[[ Selected text, beginning ]]
Avoiding the Lambda Doom Loop

Heads up serverless developers! A recent change in the Lambda sandbox environment changes how timeouts are handled, potentially causing your function to enter a permanent doom loop. This post will explain the change, how to spot it, and how to avoid the doom loop.

October 3, 2024

There have been a number of recent changes in the Lambda sandbox environment, mostly transparent ones like changing the Runtime API IP address and port to a link-local IP. But recently I noticed a change in how Lambda handles function crashes and re-initialization, and after confirming this behavior with the Lambda team I wanted to take some time to help explain how it works now and why.

In a previous post I’ve demonstrated how not all cold starts are identical. Specifically, cold starts after a runtime crash, function timeout, or out-of-memory error cause the Lambda function to re-initialize and cause a mini cold start, which AWS calls a suppressed init. It’s this case that we’re going to focus on today. As of October 4th, 2024 this is now documented on AWS as well.

If your Lambda functions have an especially short timeout configuration, you’ll want to pay close attention.

Background

AWS Lambda Functions permit up to 10 seconds for the function code to initialize. Previously we’ve exploited this fact to uncover how AWS pre-warms your function in my post about Proactive Initialization, but it’s important to note that historically, this ten-second init duration is evaluated separately from the configured function timeout.

Today? Apart from the first initialization of a sandbox, re-initialization time for suppressed initializations is counted against the overall function timeout. This may seem myopic, but it can cause a serious downside and outage for your function.

Before your eyes glaze over, let me explain.

Example

Let’s consider a Lambda function serving an API with a 3 second timeout configured. Imagine that the function also requires a database connection along with some credential fetching, so the cold start time is approximately 3 seconds. Today your Lambda function will still initialize successfully after those 3 seconds and go on to serve many other serial Lambda invocations with no issues.

But now imagine that function crashes on the next invocation. Maybe it times out, or runs out of memory.

When Lambda re-initializes your function under a suppressed init, it won’t complete re-initialization before the timeout arrives, and it’s now permanently stuck in a retry loop. Function invocations will fail until Lambda decides to kill the sandbox and start a new one.
[[ Selected text, end ]]
[[ Given material, beginning ]]
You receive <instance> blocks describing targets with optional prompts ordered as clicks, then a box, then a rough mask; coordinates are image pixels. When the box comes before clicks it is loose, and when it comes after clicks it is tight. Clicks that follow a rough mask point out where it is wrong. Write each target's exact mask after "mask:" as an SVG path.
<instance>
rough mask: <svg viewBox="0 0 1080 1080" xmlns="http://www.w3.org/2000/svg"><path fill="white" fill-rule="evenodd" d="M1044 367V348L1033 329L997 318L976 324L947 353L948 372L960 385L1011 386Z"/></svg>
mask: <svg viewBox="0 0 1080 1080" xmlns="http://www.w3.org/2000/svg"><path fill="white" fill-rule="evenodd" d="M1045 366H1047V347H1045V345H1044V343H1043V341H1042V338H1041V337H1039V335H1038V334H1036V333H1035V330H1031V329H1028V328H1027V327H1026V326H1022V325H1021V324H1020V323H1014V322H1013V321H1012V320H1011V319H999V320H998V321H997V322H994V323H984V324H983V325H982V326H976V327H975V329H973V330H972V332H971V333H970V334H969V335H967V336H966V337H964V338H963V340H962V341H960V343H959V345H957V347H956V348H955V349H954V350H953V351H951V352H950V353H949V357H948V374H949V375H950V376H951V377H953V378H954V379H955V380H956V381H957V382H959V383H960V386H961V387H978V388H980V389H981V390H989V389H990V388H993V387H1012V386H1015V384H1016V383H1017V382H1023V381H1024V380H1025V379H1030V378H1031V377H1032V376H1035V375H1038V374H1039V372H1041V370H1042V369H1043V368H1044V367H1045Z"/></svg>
[[ Given material, end ]]
Exercises to complete:
A) Answer these questions from the post on the Lambda doom loop, each in a few words:
(i) How long do AWS Lambda functions have for the function code to initialize?
(ii) What does AWS call the mini cold start that follows a runtime crash, function timeout, or out-of-memory error?
(iii) What timeout is configured for the API function in the example?
B) Write the next part of the post on the Lambda doom loop, picking up after its last sentence.

Activity answers:
A)
(i) Up to 10 seconds.
(ii) A suppressed init.
(iii) 3 seconds.

B)
Reproducing the issue

This one is super easy to reproduce. You can pull down this repo, but the logic is simple:

async function delay(millis) {
  return new Promise((resolve) => {
    setTimeout(resolve, millis);
  });
}
// Simulate a longer init duration
await delay(3000);
console.log('init done');
export async function hello(event) {
  if (event.queryStringParameters && event.queryStringParameters.crash) {
    // simulate timeout
    // After this the function will no longer run, permanently
    await delay(5000);
  }

  return {
    statusCode: 200,
    body: JSON.stringify({message: 'Hello from Lambda!'})
  };
}

Curl the endpoint to call the function normally. It’ll require 3 seconds to initialize as per the REPORT log: REPORT RequestId: bdace18c-8f63-48f0-b44a-c909b6b134a0 Duration: 2.85 ms Billed Duration: 3 ms Memory Size: 1024 MB Max Memory Used: 64 MB Init Duration: 3152.18 ms
Force a suppressed init by passing <url>?crash=true. This causes the function to timeout.
Now call it again, with the crash parameter removed. The function will continue to crash as it cannot re-initialize. It’s dead until a new sandbox comes along, or you re-deploy the function.

If you open the logs you’ll now see the Status: timeout field, which is new: REPORT RequestId: 13222b1e-f16b-4550-89df-869ab0a9806d Duration: 3000.00 ms Billed Duration: 3000 ms Memory Size: 1024 MB Max Memory Used: 64 MB Status: timeout

How to avoid the doom loop

Ultimately avoiding this is simple and there are several options.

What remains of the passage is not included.